(PROBLEM TO WORK ON)
Repeat the lines of the data exactly, from the first one through the one that contains "box: [57, 0, 473, 255]".

(Stored items)
[Start of Attachment]
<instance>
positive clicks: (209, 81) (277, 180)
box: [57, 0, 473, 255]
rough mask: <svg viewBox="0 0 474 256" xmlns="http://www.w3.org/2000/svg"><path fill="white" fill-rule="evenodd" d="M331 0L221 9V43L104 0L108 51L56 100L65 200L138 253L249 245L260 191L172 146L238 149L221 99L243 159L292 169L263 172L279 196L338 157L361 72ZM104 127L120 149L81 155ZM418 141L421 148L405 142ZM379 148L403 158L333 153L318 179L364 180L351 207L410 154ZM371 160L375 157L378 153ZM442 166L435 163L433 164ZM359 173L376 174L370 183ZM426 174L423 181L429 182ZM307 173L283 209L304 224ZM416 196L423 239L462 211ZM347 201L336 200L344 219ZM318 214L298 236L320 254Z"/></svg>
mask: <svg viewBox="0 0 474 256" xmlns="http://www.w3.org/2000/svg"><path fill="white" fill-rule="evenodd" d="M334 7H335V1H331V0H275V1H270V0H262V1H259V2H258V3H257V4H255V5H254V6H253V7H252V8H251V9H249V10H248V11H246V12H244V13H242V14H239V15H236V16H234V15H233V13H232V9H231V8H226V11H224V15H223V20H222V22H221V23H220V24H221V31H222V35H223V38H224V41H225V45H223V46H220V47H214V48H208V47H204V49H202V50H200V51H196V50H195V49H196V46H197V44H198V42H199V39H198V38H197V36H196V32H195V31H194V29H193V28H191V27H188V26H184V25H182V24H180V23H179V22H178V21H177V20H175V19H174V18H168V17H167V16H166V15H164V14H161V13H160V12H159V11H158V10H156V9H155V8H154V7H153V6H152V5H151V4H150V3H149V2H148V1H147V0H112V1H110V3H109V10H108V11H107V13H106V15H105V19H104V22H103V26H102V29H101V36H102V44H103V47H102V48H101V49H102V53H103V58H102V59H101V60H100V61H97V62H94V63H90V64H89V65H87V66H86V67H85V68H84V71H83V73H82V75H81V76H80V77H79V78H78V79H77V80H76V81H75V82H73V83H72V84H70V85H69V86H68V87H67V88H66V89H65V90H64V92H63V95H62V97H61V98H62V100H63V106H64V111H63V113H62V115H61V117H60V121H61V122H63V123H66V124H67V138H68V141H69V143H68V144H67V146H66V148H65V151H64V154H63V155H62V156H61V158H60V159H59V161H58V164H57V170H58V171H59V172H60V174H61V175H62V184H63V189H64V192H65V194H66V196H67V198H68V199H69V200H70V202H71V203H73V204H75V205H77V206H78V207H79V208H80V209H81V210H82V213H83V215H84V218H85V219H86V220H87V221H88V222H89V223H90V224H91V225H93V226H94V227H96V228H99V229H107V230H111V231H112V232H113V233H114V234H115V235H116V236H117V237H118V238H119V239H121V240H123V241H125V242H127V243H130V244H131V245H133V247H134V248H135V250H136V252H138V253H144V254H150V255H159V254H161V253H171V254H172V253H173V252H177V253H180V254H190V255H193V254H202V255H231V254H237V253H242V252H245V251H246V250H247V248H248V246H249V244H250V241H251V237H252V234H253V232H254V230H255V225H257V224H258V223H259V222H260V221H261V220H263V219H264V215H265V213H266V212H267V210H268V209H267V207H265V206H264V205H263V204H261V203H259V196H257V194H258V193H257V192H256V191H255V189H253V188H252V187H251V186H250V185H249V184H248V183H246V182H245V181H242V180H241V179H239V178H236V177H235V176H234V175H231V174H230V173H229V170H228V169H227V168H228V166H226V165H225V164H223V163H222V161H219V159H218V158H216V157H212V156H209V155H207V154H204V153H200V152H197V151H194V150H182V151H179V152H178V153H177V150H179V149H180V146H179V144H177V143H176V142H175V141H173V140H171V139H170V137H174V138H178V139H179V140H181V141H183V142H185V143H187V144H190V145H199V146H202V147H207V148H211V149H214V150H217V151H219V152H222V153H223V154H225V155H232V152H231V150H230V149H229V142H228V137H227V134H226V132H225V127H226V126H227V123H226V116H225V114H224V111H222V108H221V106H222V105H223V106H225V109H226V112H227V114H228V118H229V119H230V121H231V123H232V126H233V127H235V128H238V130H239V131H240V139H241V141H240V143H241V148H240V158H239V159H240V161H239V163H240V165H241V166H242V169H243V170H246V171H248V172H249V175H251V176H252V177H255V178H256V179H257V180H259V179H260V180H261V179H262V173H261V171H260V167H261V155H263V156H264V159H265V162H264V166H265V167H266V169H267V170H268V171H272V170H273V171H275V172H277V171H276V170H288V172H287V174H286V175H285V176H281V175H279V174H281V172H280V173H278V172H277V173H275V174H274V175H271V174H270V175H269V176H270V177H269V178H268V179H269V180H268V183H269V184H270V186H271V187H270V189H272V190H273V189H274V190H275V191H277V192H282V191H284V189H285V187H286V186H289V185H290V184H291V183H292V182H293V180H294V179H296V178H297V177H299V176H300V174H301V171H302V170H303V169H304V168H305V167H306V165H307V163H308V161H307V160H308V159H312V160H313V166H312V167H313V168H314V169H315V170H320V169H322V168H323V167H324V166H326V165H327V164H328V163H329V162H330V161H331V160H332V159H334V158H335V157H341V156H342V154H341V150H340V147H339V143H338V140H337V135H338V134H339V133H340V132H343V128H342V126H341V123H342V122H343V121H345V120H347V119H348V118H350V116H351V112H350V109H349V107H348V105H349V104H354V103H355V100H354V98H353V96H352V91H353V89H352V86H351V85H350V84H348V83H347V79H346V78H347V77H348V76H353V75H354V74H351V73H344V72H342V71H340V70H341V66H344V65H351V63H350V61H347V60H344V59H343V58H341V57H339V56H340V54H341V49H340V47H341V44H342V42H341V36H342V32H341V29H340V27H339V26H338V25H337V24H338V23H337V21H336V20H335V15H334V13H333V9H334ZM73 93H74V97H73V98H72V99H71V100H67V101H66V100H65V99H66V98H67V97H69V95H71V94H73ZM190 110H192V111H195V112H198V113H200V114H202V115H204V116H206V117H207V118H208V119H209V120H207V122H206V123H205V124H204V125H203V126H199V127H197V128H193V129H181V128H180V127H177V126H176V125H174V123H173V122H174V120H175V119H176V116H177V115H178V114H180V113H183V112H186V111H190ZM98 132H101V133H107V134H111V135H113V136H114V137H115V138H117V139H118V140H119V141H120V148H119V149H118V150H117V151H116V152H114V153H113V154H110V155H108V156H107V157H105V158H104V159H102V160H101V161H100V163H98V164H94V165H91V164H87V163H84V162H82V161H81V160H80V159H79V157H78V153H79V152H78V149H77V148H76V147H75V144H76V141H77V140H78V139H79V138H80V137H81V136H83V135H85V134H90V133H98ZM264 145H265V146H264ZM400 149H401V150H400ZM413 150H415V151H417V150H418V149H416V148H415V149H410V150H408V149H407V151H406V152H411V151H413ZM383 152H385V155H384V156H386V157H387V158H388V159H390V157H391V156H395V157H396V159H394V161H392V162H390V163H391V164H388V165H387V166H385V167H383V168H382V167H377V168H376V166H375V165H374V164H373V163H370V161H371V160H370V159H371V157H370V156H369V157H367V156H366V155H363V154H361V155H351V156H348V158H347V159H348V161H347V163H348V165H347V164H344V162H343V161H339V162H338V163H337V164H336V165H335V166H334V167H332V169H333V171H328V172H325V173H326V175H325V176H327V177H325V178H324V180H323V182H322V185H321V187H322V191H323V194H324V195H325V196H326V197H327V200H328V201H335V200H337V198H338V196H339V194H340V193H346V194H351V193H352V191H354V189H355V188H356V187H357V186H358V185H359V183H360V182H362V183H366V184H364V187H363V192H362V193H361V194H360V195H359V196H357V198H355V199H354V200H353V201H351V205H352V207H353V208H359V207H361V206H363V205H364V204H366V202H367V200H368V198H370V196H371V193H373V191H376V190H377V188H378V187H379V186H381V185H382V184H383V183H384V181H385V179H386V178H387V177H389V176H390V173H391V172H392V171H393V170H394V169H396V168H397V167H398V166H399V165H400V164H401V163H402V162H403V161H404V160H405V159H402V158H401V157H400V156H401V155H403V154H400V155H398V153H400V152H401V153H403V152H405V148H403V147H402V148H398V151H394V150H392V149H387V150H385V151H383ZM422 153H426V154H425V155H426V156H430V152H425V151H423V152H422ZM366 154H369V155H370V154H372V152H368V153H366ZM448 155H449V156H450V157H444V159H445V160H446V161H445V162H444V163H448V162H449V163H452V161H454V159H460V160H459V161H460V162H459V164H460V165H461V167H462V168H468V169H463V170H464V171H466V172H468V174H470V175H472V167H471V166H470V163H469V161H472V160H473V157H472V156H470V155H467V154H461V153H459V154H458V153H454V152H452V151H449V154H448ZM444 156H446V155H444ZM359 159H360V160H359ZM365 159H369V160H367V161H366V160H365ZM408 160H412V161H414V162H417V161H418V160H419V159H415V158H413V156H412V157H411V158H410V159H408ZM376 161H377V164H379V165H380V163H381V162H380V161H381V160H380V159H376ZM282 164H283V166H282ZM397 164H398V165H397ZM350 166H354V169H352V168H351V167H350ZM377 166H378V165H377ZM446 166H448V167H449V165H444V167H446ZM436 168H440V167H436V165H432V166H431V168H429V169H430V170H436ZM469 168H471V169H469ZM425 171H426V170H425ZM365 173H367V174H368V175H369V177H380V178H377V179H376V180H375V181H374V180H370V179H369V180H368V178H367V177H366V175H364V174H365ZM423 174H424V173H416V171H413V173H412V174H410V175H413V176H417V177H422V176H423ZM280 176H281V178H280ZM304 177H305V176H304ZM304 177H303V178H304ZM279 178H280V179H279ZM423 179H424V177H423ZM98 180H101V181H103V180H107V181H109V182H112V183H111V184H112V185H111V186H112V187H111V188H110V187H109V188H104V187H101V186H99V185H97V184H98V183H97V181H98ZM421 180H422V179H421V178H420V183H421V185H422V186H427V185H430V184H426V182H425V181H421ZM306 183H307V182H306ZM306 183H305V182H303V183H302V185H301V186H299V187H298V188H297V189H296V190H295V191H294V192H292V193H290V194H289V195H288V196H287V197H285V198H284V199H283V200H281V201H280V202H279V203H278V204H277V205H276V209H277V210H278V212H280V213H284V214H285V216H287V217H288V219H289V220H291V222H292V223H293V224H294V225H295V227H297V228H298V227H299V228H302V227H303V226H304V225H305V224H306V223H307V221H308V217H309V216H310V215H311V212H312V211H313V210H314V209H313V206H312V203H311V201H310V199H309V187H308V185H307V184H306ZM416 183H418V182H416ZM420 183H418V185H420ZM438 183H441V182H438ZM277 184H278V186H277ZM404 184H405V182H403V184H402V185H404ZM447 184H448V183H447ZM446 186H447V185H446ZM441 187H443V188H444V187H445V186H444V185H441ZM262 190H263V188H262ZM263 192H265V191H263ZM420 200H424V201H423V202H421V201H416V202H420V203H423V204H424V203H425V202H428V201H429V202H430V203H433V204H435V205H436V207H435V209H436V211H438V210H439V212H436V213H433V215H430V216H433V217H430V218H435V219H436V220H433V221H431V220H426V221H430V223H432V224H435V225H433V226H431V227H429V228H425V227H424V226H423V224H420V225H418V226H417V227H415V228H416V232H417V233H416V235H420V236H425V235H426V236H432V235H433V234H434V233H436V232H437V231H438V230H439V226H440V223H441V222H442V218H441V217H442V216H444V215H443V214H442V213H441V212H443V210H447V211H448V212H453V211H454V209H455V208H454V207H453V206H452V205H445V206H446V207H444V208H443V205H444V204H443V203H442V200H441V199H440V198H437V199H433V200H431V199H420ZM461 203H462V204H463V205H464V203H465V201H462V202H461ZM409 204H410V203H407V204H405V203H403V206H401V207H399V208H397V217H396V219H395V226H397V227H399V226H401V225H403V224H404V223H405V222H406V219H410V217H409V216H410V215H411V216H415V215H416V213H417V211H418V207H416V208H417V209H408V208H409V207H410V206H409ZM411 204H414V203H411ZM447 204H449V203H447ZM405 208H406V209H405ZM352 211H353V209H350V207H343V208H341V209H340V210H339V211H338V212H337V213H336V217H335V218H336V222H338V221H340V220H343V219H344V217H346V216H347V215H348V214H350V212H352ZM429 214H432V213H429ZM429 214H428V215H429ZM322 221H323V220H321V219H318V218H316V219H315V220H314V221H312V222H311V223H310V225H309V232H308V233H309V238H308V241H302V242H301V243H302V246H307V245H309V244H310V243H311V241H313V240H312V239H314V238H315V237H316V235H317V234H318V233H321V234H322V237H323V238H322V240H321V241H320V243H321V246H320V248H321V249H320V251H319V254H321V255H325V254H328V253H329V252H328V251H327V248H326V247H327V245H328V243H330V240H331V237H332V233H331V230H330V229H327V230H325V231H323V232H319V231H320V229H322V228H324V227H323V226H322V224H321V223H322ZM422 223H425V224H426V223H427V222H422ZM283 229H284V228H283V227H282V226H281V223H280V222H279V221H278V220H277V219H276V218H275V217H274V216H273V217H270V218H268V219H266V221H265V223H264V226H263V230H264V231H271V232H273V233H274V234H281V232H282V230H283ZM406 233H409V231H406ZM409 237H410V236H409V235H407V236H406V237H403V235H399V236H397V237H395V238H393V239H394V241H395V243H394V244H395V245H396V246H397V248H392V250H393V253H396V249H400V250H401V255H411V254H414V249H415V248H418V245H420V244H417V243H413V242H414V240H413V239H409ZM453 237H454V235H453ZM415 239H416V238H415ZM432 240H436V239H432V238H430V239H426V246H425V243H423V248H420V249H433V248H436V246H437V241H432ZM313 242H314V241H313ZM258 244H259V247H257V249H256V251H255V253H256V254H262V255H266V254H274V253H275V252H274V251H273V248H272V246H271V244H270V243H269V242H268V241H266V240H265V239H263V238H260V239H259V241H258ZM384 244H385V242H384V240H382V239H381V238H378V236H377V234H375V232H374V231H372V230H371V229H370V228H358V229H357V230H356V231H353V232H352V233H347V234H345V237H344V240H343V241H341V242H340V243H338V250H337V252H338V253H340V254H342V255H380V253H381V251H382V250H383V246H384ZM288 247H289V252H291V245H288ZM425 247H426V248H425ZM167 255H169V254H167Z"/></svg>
[End of Attachment]
(EXERCISE OUTPUT)
<instance>
positive clicks: (209, 81) (277, 180)
box: [57, 0, 473, 255]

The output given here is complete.